Task statement ::
Turn the lines of the records from the one with "For the orange-brown" to the one with "142], [88, 110]]", both included, into a JSON list of strings with one string per line. Leave out any blank lines.

Excerpted records ::
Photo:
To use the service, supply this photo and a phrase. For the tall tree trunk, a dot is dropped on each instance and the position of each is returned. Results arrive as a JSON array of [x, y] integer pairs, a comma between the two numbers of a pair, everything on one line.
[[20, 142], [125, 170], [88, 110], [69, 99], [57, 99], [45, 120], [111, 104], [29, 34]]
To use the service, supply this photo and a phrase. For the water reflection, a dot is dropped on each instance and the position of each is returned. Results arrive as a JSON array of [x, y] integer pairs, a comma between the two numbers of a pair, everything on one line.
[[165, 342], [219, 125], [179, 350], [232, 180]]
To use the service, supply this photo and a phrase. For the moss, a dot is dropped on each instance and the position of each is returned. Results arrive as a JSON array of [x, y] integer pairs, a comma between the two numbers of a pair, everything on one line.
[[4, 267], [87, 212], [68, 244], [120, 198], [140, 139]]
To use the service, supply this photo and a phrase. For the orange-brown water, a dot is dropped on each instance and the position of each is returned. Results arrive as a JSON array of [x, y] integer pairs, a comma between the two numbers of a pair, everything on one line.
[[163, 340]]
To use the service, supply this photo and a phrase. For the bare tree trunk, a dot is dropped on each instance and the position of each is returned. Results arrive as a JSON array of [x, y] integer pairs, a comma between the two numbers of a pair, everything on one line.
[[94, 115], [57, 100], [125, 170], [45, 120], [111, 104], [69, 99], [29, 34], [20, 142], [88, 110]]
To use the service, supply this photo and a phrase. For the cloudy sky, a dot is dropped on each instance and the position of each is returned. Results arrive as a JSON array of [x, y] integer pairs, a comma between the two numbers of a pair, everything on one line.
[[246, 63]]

Solution to the problem ::
[
  "To use the service, supply this photo and a phrase. For the orange-brown water, a dot is dropped on each instance and the position of each is returned. Results arrive as a JSON array of [x, y] integer pairs, a comma between the two numbers of a pair, everything on one line.",
  "[[163, 340]]",
  "To use the service, supply this photo and a phrase. For the bare tree trunk, a dot is dropped on each instance and the position of each is returned. Results arrive as a JSON array of [x, y] integer pairs, a comma between the two numbers of a pair, everything on one line.",
  "[[94, 115], [57, 100], [125, 170], [45, 120], [111, 104], [69, 99], [29, 34], [20, 142], [88, 110]]"
]